### [WORK REQUEST]
The listing that follows should be copied in full and exactly, with no pictures.

### [SOURCE RECORDS]
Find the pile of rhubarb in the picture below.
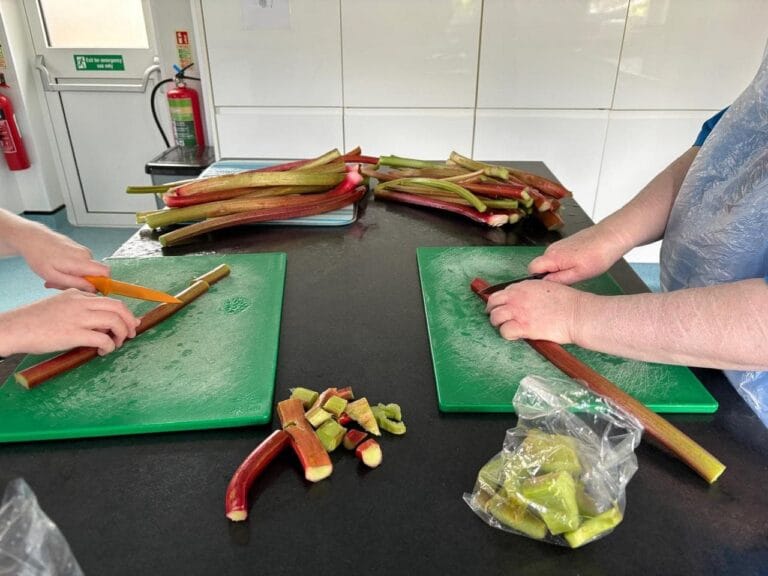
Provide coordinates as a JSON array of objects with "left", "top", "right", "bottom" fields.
[
  {"left": 366, "top": 152, "right": 570, "bottom": 229},
  {"left": 225, "top": 386, "right": 406, "bottom": 522},
  {"left": 128, "top": 148, "right": 376, "bottom": 247}
]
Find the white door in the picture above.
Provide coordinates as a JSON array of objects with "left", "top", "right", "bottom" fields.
[{"left": 23, "top": 0, "right": 165, "bottom": 226}]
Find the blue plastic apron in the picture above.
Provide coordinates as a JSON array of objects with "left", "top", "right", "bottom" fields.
[{"left": 660, "top": 50, "right": 768, "bottom": 427}]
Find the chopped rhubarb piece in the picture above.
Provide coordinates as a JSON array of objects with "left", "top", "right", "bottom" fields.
[
  {"left": 323, "top": 395, "right": 348, "bottom": 417},
  {"left": 316, "top": 419, "right": 347, "bottom": 452},
  {"left": 290, "top": 387, "right": 319, "bottom": 409},
  {"left": 305, "top": 405, "right": 333, "bottom": 428},
  {"left": 225, "top": 429, "right": 290, "bottom": 522},
  {"left": 277, "top": 398, "right": 333, "bottom": 482},
  {"left": 310, "top": 387, "right": 339, "bottom": 411},
  {"left": 346, "top": 398, "right": 380, "bottom": 436},
  {"left": 372, "top": 405, "right": 406, "bottom": 435},
  {"left": 381, "top": 403, "right": 402, "bottom": 422},
  {"left": 283, "top": 425, "right": 333, "bottom": 482},
  {"left": 343, "top": 429, "right": 368, "bottom": 450},
  {"left": 335, "top": 386, "right": 355, "bottom": 400},
  {"left": 355, "top": 439, "right": 382, "bottom": 468},
  {"left": 337, "top": 413, "right": 352, "bottom": 426}
]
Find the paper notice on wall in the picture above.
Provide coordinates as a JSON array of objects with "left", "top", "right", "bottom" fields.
[
  {"left": 0, "top": 45, "right": 6, "bottom": 71},
  {"left": 241, "top": 0, "right": 291, "bottom": 30}
]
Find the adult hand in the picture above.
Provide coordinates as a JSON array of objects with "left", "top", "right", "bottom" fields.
[
  {"left": 16, "top": 222, "right": 110, "bottom": 292},
  {"left": 486, "top": 280, "right": 590, "bottom": 344},
  {"left": 527, "top": 224, "right": 629, "bottom": 285},
  {"left": 0, "top": 290, "right": 140, "bottom": 357}
]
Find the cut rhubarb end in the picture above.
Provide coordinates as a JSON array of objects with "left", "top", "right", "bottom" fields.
[
  {"left": 346, "top": 398, "right": 381, "bottom": 436},
  {"left": 305, "top": 464, "right": 334, "bottom": 483},
  {"left": 224, "top": 429, "right": 291, "bottom": 522},
  {"left": 284, "top": 424, "right": 334, "bottom": 483},
  {"left": 355, "top": 439, "right": 383, "bottom": 468}
]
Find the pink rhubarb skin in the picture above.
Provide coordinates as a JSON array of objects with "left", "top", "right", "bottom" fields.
[
  {"left": 471, "top": 278, "right": 725, "bottom": 484},
  {"left": 375, "top": 189, "right": 509, "bottom": 227},
  {"left": 277, "top": 398, "right": 333, "bottom": 482},
  {"left": 225, "top": 430, "right": 291, "bottom": 522}
]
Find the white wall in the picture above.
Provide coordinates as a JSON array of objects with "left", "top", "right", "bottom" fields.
[{"left": 195, "top": 0, "right": 768, "bottom": 262}]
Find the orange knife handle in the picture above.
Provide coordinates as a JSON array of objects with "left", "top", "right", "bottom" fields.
[{"left": 83, "top": 275, "right": 111, "bottom": 295}]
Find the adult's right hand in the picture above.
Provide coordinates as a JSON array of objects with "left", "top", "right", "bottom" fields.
[
  {"left": 527, "top": 224, "right": 629, "bottom": 285},
  {"left": 0, "top": 290, "right": 140, "bottom": 357}
]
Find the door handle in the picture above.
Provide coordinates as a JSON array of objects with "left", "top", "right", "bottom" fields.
[{"left": 35, "top": 55, "right": 161, "bottom": 93}]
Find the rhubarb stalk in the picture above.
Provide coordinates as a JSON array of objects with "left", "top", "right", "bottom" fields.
[
  {"left": 376, "top": 178, "right": 487, "bottom": 212},
  {"left": 375, "top": 189, "right": 508, "bottom": 227},
  {"left": 470, "top": 277, "right": 726, "bottom": 484},
  {"left": 277, "top": 398, "right": 333, "bottom": 482},
  {"left": 225, "top": 429, "right": 291, "bottom": 522},
  {"left": 14, "top": 264, "right": 231, "bottom": 389},
  {"left": 159, "top": 170, "right": 365, "bottom": 247},
  {"left": 167, "top": 171, "right": 344, "bottom": 198}
]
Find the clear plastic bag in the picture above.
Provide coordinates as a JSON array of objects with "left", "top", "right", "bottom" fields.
[
  {"left": 464, "top": 375, "right": 643, "bottom": 548},
  {"left": 0, "top": 479, "right": 83, "bottom": 576}
]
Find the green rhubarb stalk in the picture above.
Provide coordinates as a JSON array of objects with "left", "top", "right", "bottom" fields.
[
  {"left": 377, "top": 155, "right": 443, "bottom": 169},
  {"left": 294, "top": 149, "right": 342, "bottom": 171},
  {"left": 146, "top": 194, "right": 328, "bottom": 229},
  {"left": 126, "top": 179, "right": 194, "bottom": 194},
  {"left": 449, "top": 151, "right": 509, "bottom": 180},
  {"left": 381, "top": 184, "right": 519, "bottom": 210},
  {"left": 167, "top": 171, "right": 345, "bottom": 198},
  {"left": 377, "top": 178, "right": 487, "bottom": 213},
  {"left": 290, "top": 387, "right": 319, "bottom": 409}
]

### [ANSWER BOX]
Find the pile of rhubarb in the picture below.
Provide coordinates as a JSON array of objects with "left", "top", "right", "bottom" fields.
[
  {"left": 366, "top": 152, "right": 570, "bottom": 229},
  {"left": 225, "top": 386, "right": 406, "bottom": 522},
  {"left": 128, "top": 148, "right": 376, "bottom": 247}
]
Find the white door in the picture above.
Provide coordinates as a JSON array of objects with "left", "top", "right", "bottom" fields.
[{"left": 23, "top": 0, "right": 165, "bottom": 226}]
Find the blue plastic apron in the picture above.
Provide coordinates as a JSON array of objects with "left", "top", "right", "bottom" fields.
[{"left": 660, "top": 50, "right": 768, "bottom": 427}]
Find the chopped rhubarb piece in the picture above.
Provide coordinates as a JSON array of objects with "left", "top", "right", "bottom" fields.
[
  {"left": 323, "top": 395, "right": 348, "bottom": 417},
  {"left": 316, "top": 419, "right": 347, "bottom": 452},
  {"left": 290, "top": 387, "right": 319, "bottom": 409},
  {"left": 305, "top": 405, "right": 333, "bottom": 428},
  {"left": 225, "top": 429, "right": 290, "bottom": 522},
  {"left": 277, "top": 398, "right": 333, "bottom": 482},
  {"left": 310, "top": 387, "right": 339, "bottom": 411},
  {"left": 346, "top": 398, "right": 380, "bottom": 436},
  {"left": 372, "top": 405, "right": 406, "bottom": 435},
  {"left": 381, "top": 403, "right": 402, "bottom": 422},
  {"left": 283, "top": 425, "right": 333, "bottom": 482},
  {"left": 343, "top": 429, "right": 368, "bottom": 450},
  {"left": 335, "top": 386, "right": 355, "bottom": 400},
  {"left": 355, "top": 439, "right": 382, "bottom": 468},
  {"left": 337, "top": 413, "right": 352, "bottom": 426}
]
Find the paper notice on wall in the picture above.
Provide coordinates as a JSON array of objects with "left", "top", "right", "bottom" fields.
[
  {"left": 0, "top": 45, "right": 6, "bottom": 71},
  {"left": 241, "top": 0, "right": 291, "bottom": 30}
]
Find the adult hand in the picture above.
Provide coordinates as a JSON array of objects with "left", "top", "right", "bottom" fields.
[
  {"left": 16, "top": 222, "right": 110, "bottom": 292},
  {"left": 486, "top": 280, "right": 590, "bottom": 344},
  {"left": 527, "top": 224, "right": 629, "bottom": 285},
  {"left": 0, "top": 290, "right": 140, "bottom": 357}
]
Find the cut rhubarb end in the picture above.
Provide coordinates as a JSON array of objects with "left", "top", "right", "bottom" fields.
[
  {"left": 346, "top": 398, "right": 381, "bottom": 436},
  {"left": 305, "top": 464, "right": 334, "bottom": 483},
  {"left": 224, "top": 429, "right": 291, "bottom": 522},
  {"left": 284, "top": 424, "right": 334, "bottom": 483},
  {"left": 355, "top": 439, "right": 383, "bottom": 468}
]
Find the pink rhubarb skin in the picture above.
Provide coordinates as a JSON array of objects with "left", "top", "right", "bottom" fields.
[
  {"left": 471, "top": 278, "right": 725, "bottom": 484},
  {"left": 375, "top": 189, "right": 509, "bottom": 227},
  {"left": 277, "top": 398, "right": 333, "bottom": 482},
  {"left": 225, "top": 430, "right": 291, "bottom": 522}
]
Find the white wall in the picture above.
Provide coordinates as a JSON array of objects with "left", "top", "right", "bottom" fields.
[{"left": 195, "top": 0, "right": 768, "bottom": 262}]
Find the orange knife handle in the picture above.
Provide coordinates as a JSON array of objects with "left", "top", "right", "bottom" fields.
[{"left": 83, "top": 275, "right": 111, "bottom": 295}]
Find the adult's right hand in the picture above.
Provide coordinates as a JSON array of objects with "left", "top", "right", "bottom" fields.
[
  {"left": 527, "top": 224, "right": 629, "bottom": 285},
  {"left": 0, "top": 290, "right": 140, "bottom": 357}
]
Find the door handle in the picture above.
Provide coordinates as a JSON array of objects with "left", "top", "right", "bottom" fields.
[{"left": 35, "top": 55, "right": 161, "bottom": 93}]
Find the rhubarb stalk in the picture above.
Provide coordinates as a JSON array of objects with "left", "top", "right", "bottom" fields.
[
  {"left": 376, "top": 178, "right": 487, "bottom": 212},
  {"left": 375, "top": 189, "right": 508, "bottom": 227},
  {"left": 470, "top": 277, "right": 726, "bottom": 484},
  {"left": 277, "top": 398, "right": 333, "bottom": 482},
  {"left": 225, "top": 429, "right": 291, "bottom": 522},
  {"left": 14, "top": 264, "right": 231, "bottom": 389},
  {"left": 159, "top": 170, "right": 365, "bottom": 247},
  {"left": 167, "top": 171, "right": 344, "bottom": 198}
]
Find the clear plastic bag in the picture above.
Provide coordinates as a JSON array of objects with "left", "top", "right", "bottom" fields.
[
  {"left": 464, "top": 375, "right": 643, "bottom": 548},
  {"left": 0, "top": 479, "right": 83, "bottom": 576}
]
Find the green rhubarb stalk in the picture above.
Provide coordinates as a JSON array of objects with "left", "top", "right", "bottom" fields.
[
  {"left": 377, "top": 155, "right": 443, "bottom": 169},
  {"left": 294, "top": 149, "right": 342, "bottom": 171},
  {"left": 146, "top": 194, "right": 328, "bottom": 229},
  {"left": 126, "top": 179, "right": 194, "bottom": 194},
  {"left": 449, "top": 151, "right": 509, "bottom": 180},
  {"left": 381, "top": 184, "right": 519, "bottom": 210},
  {"left": 167, "top": 171, "right": 345, "bottom": 198},
  {"left": 377, "top": 178, "right": 487, "bottom": 213},
  {"left": 290, "top": 387, "right": 319, "bottom": 409}
]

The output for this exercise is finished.